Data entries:
'''

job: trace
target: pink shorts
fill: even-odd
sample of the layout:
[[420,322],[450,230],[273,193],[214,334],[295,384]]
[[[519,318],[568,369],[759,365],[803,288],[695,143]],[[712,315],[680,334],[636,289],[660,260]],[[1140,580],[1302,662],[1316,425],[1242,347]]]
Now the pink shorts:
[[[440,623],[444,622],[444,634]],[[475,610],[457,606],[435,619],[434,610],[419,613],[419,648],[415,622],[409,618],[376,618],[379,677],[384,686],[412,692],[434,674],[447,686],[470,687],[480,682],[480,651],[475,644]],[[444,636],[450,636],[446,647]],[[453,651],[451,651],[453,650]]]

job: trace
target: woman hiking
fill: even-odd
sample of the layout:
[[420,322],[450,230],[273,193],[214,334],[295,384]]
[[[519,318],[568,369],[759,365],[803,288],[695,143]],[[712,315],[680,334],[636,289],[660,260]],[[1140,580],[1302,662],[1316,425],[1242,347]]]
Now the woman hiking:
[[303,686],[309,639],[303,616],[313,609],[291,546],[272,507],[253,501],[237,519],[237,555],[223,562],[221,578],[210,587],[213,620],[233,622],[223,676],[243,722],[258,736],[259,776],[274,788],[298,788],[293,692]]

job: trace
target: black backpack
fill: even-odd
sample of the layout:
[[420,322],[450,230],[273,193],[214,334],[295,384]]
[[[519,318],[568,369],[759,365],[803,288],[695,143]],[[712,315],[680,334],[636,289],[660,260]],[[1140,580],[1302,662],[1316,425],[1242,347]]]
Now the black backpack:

'''

** Exercise **
Turn the lines above into a numbered list, leaving out any blank ones.

** Correct output **
1. job: trace
2. target: pink shorts
3. fill: even-odd
4. sample of the layout:
5. [[420,322],[450,230],[273,193],[214,334],[295,384]]
6. [[[519,318],[568,369],[759,365],[803,288],[695,143]],[[712,315],[680,334],[636,289],[660,260]],[[1140,580],[1302,662],[1316,425],[1242,347]]]
7. Now the pink shorts:
8. [[[440,623],[444,622],[444,634]],[[475,610],[457,606],[435,619],[434,610],[419,613],[419,648],[415,622],[409,618],[376,618],[379,677],[384,686],[412,692],[434,674],[447,686],[470,687],[480,682],[480,651],[475,644]],[[444,636],[450,636],[446,647]],[[453,651],[451,651],[453,650]]]
9. job: trace
10. target: woman hiking
11. fill: even-odd
12. sample of the layout:
13. [[420,322],[450,230],[273,193],[214,334],[295,384]]
14. [[[519,318],[568,369],[759,365],[803,288],[695,143]],[[712,315],[680,334],[636,289],[660,260]],[[1140,580],[1302,662],[1316,425],[1242,347]]]
15. Now the woman hiking:
16. [[303,686],[309,639],[303,616],[313,609],[291,546],[272,507],[253,501],[237,519],[237,555],[223,562],[221,578],[210,587],[213,620],[233,622],[223,676],[243,722],[258,736],[259,776],[274,788],[298,788],[293,692]]
17. job: trace
18. target: black backpack
19. fill: even-odd
20. sample of the layout:
21. [[420,322],[450,230],[273,193],[214,334],[295,384]]
22. [[[519,318],[568,369],[759,365],[803,288],[695,143]],[[712,315],[680,334],[636,289],[660,260]],[[1140,580],[1302,662],[1316,425],[1242,347]]]
23. Now the black backpack:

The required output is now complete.